Update the material below, replacing every "Mark each instance" with "Label each instance" and keeping everything else the same.

(Some records)

··········

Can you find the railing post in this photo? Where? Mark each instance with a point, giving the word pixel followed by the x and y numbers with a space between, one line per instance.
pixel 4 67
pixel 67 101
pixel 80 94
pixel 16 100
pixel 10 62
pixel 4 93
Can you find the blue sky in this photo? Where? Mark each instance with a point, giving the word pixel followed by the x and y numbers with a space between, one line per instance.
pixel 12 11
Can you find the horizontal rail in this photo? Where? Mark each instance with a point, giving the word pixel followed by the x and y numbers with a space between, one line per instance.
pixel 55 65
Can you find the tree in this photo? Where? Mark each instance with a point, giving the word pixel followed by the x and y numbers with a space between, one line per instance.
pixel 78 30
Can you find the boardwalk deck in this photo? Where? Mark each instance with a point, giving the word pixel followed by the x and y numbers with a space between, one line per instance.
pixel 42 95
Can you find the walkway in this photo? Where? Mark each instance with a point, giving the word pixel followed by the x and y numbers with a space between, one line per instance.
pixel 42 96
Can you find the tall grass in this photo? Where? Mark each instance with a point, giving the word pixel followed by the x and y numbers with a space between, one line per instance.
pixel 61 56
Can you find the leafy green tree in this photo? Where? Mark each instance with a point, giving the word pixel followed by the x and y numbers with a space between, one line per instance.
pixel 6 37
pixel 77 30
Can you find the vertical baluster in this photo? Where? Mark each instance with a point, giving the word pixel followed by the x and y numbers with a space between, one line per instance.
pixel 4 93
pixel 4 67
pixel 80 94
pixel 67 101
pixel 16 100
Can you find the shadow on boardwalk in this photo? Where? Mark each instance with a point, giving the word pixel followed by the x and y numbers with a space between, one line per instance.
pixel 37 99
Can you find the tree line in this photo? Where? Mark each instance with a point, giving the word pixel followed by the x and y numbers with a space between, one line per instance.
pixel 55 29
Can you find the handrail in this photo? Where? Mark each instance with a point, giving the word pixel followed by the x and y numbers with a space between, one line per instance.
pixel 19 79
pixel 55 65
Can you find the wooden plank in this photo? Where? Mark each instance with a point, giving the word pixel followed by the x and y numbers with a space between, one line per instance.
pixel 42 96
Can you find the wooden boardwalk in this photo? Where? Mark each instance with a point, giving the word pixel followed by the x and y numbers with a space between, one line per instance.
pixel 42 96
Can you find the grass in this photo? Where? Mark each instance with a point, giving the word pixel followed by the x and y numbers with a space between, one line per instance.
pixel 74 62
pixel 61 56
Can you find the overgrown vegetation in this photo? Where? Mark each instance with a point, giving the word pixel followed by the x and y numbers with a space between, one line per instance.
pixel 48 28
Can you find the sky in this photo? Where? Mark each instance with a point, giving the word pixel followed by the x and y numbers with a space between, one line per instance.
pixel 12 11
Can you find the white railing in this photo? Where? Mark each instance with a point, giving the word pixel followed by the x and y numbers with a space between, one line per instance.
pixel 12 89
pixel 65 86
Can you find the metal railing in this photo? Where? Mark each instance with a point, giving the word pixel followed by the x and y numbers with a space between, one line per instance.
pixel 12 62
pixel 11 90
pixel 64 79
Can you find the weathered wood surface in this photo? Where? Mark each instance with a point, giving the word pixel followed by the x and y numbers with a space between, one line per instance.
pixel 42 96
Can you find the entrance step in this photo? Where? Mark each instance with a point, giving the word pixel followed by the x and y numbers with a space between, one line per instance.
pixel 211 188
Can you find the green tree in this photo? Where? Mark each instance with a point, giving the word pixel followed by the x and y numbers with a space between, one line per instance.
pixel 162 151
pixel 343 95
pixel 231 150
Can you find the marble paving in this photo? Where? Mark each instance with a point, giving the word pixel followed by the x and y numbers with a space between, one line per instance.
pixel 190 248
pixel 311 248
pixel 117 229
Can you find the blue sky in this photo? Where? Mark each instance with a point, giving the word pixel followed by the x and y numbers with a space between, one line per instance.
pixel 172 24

··········

### Complete response
Can you find the railing post in this photo? Where? Label each instance with a point, giving the word pixel followed by the x and y numbers with a space between, one line per instance.
pixel 4 67
pixel 67 101
pixel 80 94
pixel 16 100
pixel 10 62
pixel 4 93
Can you find the blue sky in this photo? Where? Label each instance with a point, giving the word pixel followed by the x and y numbers with a space between, one line per instance.
pixel 12 11
Can you find the horizontal rail in this photo? Where? Label each instance with a point, giving the word pixel followed by the x and y numbers with a space between, one line per instance.
pixel 55 65
Can you find the tree in this photo? Where? Label each instance with a point, giving the word pixel followed by the x and y numbers with a space between, one line per instance.
pixel 78 30
Can you find the boardwalk deck in this photo? Where? Label each instance with a point, giving the word pixel followed by the x and y numbers with a space between, one line per instance.
pixel 42 95
Can you find the walkway in this photo? Where? Label each instance with a point, giving the word pixel followed by the x and y numbers with a space between, one line per instance.
pixel 42 96
Can you find the tall grass in this photo? Where? Label each instance with a point, giving the word pixel followed by the x and y numbers with a space between, one line per instance.
pixel 61 56
Can you find the leafy green tree in this photo? Where? Label each instance with a point, giving the word pixel followed by the x and y numbers with a space between, one line per instance.
pixel 6 37
pixel 77 30
Can you find the vertical baluster in this photo? Where? Label each instance with a point, giving the word pixel followed by the x and y numbers with a space between, one line per instance.
pixel 4 93
pixel 4 67
pixel 80 94
pixel 67 101
pixel 16 100
Can you find the shadow on boardwalk in this photo? Where? Label each instance with a point, giving the word pixel followed by the x and y numbers with a space between, one line per instance.
pixel 37 99
Can you find the tree line in this photo? Where? Label each instance with a point, giving the word pixel followed by the x and y numbers with a space between, one line per instance.
pixel 55 29
Can you find the handrail in this photo? Where? Label each instance with a point, giving the word pixel followed by the x and y numbers with a space between, one line per instance.
pixel 19 79
pixel 55 65
Can you find the wooden plank in this photo? Where? Label each instance with a point, giving the word pixel followed by the x and y numbers with a space between, one line per instance.
pixel 42 96
Can you find the wooden boardwalk in this photo? Where? Label each instance with a point, giving the word pixel followed by the x and y numbers with a space between, one line per instance.
pixel 42 96
Can you find the grass in this photo? Where? Label each instance with a point, giving the word pixel followed by the x and y numbers with a space between, one line per instance.
pixel 74 62
pixel 61 56
Can you find the overgrown vegetation in this photo? Where? Label each instance with a point, giving the word pixel followed by the x and y numbers with a space between, one line per instance.
pixel 48 28
Can you find the sky in this photo? Where? Label each instance with a point, giving the word pixel followed by the x and y numbers with a space between, one line per instance.
pixel 12 11
Can you find the white railing in this photo? Where? Label each instance with a point, giving the word pixel followed by the x and y numbers with a space between, one line per instance.
pixel 12 89
pixel 65 86
Can you find the metal railing in this photo? Where? Label each instance with a point, giving the word pixel followed by the x and y numbers with a space between, one line per instance.
pixel 12 62
pixel 11 90
pixel 64 79
Can you find the weathered wood surface in this photo? Where? Label each instance with a point, giving the word pixel followed by the x and y numbers with a space between, one line per instance.
pixel 42 96
Can you find the entrance step in this photo? Where? Label each instance with a point, giving the word pixel followed by the x and y numbers with a space between, one line per instance.
pixel 211 188
Can you find the green tree in this photo? Where? Label each instance with a point, giving the word pixel followed by the x and y numbers with a space between, one line per instance.
pixel 162 151
pixel 343 95
pixel 231 150
Can you find the marble paving in this photo? Where? Label each instance with a point, giving the word pixel followed by the x and y numbers with a space between, one line per instance.
pixel 190 248
pixel 311 248
pixel 117 229
Can you find the blue sky in this photo? Where? Label each instance with a point, giving the word pixel followed by the x and y numbers with a space between, one line per instance.
pixel 172 24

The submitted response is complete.